*TESTO DA LEGGERE*:
════

Una posizione dunque ferma e chiara. Il codice deontologico è permeato da un radicale contrasto tra le finalità di chi opera per la salute e ogni azione di violenza anche se legittimata dal diritto ed è per questo che Antonio Panti si chiede, nel suo lucidissimo articolo, come dobbiamo rapportarci con l’articolo 52 della nostra Costituzione che esplicita chiaramente che “La difesa della patria è sacro dovere del cittadino”.
Come si comporta il medico civile in caso di guerra? E mi sento anche di aggiungere: il medico deve essere sempre neutrale e imparziale o deve schierarsi per garantire la pace? Fino a che punto può collaborare con regimi dispotici del paese cui appartiene che sono al centro del conflitto? La scienza medica che studia armi per la difesa dei propri confini è libera di diffondere e comunicare le conclusioni delle proprie ricerche o queste dovrebbero essere sottoposte a restrizioni per evitare che possano cadere nelle mani di potenziali nemici? Quale autorità politica, militare, scientifica dovrebbe decidere su queste materie?
Un campo vastissimo di domande che lascio aperte, ma che sono in grado di mettere in dubbio che il pacifismo contemplato dalla deontologia, quale dovere del medico, sia la posizione superiormente più etica di qualunque altra. Pretendere di rimanere equidistanti, equiparare le motivazioni dei belligeranti, cercare alibi nelle guerre precedenti è una forma di pacifismo retorico e di puro esercizio di stile e in fin dei conti inutile.
A mio parere, non ci aiuta né come medici, né come cittadini, perché alla fine favorisce oggettivamente chi dispone di maggiori risorse e, di conseguenza, come nell’attuale conflitto in Ucraina è presumibile che sia l’aggressore piuttosto che l’aggredito. Tralascio volontariamente la possibilità di cercare un’ancora nel diritto e nella cosiddetta giustizia internazionale perché in campo bellico entrambi si sono manifestati per lo più come giustizia dei vincitori sui vinti e oggi si sta pagando l’incapacità di un passato di concepire un’autorità sovranazionale davvero sopra le parti e dotata di un adeguato potere di sanzione.

════

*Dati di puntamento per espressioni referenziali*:
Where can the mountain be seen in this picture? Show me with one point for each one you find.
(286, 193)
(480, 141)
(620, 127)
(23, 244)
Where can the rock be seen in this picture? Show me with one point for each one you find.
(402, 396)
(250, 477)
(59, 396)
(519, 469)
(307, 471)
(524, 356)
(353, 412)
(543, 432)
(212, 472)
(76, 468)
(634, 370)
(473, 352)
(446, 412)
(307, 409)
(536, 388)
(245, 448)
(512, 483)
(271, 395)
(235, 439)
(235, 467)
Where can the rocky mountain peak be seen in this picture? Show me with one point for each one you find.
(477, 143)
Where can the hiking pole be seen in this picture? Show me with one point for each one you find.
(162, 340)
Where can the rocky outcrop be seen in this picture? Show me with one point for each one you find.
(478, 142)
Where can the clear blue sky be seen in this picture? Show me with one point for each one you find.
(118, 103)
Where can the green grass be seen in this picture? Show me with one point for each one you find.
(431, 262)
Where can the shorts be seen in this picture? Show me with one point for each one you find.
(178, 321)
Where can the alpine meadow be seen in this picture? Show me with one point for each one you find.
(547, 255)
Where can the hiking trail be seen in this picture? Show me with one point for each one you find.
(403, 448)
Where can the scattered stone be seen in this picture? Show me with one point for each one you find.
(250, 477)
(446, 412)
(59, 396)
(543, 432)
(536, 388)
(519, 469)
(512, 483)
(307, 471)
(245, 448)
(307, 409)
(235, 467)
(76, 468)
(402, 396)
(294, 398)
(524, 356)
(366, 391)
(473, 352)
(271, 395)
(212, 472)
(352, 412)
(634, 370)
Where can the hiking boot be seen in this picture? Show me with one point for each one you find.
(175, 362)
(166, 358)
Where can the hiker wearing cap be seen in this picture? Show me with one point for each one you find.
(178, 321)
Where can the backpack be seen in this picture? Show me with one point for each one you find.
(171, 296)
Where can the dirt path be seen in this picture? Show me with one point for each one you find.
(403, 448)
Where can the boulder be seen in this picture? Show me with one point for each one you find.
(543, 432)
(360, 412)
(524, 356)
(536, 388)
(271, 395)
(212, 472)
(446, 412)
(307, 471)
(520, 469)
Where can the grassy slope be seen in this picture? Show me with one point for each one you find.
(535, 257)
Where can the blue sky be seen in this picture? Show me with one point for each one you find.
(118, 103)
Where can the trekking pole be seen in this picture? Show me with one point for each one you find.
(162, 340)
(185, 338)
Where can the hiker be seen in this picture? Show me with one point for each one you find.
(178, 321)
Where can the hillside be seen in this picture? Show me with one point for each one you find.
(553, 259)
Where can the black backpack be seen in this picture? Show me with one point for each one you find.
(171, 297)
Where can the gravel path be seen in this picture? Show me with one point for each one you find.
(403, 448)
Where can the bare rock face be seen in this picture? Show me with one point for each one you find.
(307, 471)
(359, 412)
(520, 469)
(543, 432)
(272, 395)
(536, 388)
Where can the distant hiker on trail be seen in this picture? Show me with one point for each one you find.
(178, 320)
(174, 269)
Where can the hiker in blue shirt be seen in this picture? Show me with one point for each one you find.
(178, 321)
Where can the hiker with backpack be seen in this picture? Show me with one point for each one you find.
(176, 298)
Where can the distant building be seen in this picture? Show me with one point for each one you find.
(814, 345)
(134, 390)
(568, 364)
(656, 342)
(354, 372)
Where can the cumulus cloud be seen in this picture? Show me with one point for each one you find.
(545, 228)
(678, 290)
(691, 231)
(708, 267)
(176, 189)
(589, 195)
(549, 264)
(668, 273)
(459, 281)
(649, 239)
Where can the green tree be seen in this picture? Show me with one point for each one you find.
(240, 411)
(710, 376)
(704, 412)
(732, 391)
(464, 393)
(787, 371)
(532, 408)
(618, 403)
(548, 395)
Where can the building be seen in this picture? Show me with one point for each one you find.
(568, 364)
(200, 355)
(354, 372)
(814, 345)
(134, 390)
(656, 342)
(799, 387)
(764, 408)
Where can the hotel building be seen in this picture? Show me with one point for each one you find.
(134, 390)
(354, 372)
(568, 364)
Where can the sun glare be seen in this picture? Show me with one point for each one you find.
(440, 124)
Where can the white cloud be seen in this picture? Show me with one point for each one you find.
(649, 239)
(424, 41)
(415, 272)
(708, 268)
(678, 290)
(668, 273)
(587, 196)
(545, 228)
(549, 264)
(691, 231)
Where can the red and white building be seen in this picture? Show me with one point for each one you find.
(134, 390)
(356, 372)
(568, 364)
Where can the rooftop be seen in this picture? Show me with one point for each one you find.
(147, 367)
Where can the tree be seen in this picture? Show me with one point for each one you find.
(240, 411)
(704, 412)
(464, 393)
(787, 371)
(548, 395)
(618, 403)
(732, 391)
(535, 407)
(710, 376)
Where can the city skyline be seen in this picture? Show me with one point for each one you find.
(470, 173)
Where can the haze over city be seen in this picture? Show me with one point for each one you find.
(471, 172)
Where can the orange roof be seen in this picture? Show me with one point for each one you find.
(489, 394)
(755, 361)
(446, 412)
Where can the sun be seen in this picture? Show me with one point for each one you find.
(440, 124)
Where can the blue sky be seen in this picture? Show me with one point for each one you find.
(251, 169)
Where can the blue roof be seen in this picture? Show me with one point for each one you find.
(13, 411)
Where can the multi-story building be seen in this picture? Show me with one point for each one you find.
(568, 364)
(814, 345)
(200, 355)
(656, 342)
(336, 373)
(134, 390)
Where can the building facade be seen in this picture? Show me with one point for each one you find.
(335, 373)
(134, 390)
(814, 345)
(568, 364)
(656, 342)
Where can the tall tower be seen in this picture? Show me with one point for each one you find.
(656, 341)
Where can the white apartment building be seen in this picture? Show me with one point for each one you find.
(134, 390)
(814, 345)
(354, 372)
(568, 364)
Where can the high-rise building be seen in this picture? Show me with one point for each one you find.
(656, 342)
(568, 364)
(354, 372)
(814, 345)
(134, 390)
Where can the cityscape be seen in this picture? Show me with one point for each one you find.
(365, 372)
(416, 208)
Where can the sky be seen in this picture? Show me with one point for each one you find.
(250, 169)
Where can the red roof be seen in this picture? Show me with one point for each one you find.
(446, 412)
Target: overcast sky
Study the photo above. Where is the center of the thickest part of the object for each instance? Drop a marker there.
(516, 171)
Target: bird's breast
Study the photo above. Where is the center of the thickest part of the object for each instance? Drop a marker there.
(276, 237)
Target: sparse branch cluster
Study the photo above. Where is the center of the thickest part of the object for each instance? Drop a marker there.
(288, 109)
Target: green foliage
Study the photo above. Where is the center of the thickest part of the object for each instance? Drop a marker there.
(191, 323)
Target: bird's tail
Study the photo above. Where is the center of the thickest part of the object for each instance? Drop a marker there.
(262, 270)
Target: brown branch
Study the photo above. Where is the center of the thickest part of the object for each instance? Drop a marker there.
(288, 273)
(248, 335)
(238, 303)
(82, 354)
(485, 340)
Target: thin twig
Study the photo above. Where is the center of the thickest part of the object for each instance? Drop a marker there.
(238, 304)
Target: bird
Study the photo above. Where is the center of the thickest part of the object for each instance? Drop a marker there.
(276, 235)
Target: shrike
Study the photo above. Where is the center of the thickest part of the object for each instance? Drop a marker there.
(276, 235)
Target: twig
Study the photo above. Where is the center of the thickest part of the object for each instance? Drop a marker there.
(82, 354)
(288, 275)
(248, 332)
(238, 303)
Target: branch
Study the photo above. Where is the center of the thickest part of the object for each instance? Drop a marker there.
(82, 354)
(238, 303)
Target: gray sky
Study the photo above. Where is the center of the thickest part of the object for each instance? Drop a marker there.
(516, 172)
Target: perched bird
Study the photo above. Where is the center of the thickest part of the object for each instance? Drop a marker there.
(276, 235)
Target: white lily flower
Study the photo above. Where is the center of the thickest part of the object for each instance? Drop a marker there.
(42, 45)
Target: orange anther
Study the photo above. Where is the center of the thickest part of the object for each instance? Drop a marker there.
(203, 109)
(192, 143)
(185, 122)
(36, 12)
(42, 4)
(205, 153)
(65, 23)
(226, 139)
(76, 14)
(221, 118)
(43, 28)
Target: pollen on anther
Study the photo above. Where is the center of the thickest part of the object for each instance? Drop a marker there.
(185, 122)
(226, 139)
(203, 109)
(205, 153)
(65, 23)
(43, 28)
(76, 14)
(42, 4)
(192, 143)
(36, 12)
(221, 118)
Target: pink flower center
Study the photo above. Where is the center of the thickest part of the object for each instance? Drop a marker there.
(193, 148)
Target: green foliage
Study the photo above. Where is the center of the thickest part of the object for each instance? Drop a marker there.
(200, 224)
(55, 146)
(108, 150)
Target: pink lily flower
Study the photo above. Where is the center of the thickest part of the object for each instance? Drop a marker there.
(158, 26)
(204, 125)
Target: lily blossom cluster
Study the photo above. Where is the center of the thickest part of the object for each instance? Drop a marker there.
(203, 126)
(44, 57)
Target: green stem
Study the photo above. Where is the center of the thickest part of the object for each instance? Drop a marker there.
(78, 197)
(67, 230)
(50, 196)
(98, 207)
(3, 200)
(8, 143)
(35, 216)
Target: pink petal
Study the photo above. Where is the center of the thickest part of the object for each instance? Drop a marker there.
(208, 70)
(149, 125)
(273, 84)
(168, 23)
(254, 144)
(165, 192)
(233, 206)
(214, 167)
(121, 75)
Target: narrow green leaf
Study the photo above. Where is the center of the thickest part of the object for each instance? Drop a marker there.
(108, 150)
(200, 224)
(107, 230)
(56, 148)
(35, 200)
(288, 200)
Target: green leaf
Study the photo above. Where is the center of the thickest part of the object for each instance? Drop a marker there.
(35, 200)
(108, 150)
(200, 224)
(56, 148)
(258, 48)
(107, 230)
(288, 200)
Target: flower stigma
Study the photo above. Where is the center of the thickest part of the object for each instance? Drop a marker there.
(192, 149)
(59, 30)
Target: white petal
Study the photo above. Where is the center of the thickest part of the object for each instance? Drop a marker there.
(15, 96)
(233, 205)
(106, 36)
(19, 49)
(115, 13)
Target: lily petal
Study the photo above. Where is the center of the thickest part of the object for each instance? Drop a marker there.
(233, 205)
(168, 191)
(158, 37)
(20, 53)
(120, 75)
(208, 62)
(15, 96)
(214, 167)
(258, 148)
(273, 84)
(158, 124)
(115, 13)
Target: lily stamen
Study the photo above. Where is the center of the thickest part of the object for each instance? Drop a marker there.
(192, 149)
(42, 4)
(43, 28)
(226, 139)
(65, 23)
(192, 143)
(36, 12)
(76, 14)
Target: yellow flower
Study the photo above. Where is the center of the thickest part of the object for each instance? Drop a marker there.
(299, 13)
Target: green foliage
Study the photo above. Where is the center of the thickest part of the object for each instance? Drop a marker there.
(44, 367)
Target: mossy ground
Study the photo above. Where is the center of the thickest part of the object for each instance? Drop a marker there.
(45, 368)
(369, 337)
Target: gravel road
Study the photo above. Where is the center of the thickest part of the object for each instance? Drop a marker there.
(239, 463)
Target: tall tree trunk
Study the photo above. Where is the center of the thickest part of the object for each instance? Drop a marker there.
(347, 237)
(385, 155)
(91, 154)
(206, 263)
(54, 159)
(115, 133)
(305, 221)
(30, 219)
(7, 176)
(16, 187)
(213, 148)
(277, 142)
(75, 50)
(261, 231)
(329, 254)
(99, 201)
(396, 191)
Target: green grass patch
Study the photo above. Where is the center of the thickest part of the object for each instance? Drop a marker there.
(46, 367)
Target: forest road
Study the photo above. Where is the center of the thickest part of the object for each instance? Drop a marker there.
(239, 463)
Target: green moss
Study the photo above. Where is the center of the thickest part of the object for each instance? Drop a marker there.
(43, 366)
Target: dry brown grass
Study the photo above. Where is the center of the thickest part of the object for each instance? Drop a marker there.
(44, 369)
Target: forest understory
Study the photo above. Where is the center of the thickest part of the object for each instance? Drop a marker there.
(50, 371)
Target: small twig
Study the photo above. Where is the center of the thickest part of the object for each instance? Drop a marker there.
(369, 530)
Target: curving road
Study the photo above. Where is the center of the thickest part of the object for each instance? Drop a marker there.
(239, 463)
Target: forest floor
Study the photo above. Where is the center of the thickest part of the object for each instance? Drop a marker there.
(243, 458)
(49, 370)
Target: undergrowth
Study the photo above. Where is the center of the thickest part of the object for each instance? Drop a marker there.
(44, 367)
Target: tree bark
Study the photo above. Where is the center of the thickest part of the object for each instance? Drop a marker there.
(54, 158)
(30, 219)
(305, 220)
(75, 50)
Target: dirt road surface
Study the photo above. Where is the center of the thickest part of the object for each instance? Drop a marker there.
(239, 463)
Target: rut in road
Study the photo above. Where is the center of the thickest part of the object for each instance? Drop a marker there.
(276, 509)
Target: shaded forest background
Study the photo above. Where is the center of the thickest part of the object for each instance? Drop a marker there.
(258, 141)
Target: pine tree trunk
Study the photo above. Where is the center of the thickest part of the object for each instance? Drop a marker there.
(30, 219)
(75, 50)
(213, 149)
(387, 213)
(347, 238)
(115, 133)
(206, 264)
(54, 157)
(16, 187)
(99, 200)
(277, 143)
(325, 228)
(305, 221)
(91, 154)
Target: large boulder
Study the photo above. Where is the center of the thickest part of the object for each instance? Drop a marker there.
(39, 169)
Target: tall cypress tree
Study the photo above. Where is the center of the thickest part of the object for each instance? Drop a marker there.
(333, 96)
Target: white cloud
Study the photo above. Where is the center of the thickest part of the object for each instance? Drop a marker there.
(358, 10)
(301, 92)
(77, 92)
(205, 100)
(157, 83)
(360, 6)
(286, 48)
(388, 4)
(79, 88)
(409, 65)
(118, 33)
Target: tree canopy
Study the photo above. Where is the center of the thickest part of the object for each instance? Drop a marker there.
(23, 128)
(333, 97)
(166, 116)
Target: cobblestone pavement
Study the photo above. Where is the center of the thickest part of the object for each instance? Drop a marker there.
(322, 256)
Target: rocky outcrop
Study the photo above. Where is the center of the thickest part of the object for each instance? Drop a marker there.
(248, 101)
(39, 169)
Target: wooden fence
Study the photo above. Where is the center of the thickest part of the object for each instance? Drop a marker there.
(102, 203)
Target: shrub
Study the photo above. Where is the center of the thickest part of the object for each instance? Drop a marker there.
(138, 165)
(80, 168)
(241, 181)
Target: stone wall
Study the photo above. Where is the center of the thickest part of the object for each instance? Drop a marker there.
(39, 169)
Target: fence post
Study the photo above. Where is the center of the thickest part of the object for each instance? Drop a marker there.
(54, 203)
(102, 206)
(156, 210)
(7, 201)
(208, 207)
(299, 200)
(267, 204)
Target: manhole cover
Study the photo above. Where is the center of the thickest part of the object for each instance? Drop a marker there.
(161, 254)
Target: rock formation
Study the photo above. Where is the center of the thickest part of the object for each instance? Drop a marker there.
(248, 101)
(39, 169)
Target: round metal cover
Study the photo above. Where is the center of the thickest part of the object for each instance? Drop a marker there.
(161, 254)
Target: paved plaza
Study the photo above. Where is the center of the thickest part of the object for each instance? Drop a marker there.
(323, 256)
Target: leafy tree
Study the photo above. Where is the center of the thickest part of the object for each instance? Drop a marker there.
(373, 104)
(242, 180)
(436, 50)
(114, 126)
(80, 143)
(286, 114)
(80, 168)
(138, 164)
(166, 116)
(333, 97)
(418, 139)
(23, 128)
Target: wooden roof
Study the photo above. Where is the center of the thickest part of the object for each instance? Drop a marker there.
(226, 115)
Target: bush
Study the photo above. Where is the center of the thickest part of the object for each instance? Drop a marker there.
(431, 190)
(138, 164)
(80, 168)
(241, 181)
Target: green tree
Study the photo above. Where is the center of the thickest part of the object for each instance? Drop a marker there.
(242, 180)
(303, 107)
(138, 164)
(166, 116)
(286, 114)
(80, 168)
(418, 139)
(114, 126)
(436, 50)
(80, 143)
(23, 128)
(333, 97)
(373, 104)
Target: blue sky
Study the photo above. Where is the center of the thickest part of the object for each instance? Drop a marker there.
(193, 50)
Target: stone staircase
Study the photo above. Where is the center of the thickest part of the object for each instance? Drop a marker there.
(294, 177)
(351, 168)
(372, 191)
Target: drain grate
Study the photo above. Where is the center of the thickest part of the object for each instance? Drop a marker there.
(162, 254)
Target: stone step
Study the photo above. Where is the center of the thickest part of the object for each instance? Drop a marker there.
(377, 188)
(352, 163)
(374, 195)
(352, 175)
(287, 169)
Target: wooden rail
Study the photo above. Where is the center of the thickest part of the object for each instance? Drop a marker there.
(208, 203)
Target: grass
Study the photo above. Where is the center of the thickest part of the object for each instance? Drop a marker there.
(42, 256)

════

*CONSEGNA*:
Nel brano sul medico di fronte alla guerra, quali comportamenti vengono definiti "una forma di pacifismo retorico"? Elencali tutti.

*RISPOSTA*:
- Pretendere di rimanere equidistanti
- Equiparare le motivazioni dei belligeranti
- Cercare alibi nelle guerre precedenti